(Dati estratti)
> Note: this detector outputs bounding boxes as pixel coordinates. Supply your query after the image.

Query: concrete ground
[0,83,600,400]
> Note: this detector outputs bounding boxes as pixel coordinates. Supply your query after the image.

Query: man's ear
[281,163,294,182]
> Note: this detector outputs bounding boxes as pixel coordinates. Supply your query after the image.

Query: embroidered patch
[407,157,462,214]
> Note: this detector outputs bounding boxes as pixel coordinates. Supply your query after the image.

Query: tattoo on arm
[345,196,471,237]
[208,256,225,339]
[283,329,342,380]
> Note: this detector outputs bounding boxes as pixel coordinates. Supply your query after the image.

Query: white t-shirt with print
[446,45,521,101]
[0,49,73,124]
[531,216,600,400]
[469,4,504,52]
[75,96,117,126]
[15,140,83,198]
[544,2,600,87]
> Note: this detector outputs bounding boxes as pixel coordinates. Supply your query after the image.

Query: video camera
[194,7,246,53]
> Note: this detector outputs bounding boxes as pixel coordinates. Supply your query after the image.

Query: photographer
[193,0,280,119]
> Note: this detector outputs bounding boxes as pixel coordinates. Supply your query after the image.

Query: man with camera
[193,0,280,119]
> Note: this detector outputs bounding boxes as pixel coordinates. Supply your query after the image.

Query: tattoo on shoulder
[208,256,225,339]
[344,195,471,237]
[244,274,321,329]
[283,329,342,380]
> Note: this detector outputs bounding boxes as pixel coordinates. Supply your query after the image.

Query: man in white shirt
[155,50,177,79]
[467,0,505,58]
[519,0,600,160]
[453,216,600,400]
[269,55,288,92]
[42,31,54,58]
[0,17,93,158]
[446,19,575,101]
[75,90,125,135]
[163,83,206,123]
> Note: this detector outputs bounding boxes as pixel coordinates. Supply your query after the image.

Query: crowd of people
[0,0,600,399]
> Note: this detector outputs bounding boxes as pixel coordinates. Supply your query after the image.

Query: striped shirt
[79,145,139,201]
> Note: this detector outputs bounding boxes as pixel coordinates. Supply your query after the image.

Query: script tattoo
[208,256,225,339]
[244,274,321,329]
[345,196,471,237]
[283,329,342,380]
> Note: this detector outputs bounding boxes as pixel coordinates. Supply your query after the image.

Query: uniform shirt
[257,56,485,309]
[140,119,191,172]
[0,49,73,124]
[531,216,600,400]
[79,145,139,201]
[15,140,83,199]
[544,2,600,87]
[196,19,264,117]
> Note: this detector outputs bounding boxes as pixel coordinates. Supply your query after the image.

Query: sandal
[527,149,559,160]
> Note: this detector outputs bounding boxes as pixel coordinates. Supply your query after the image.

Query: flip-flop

• Compito da svolgere:
Quali righe dei dati contengono la parola "with"? Riportale tutte.

• Risposta svolta:
Query: white t-shirt with print
Query: man with camera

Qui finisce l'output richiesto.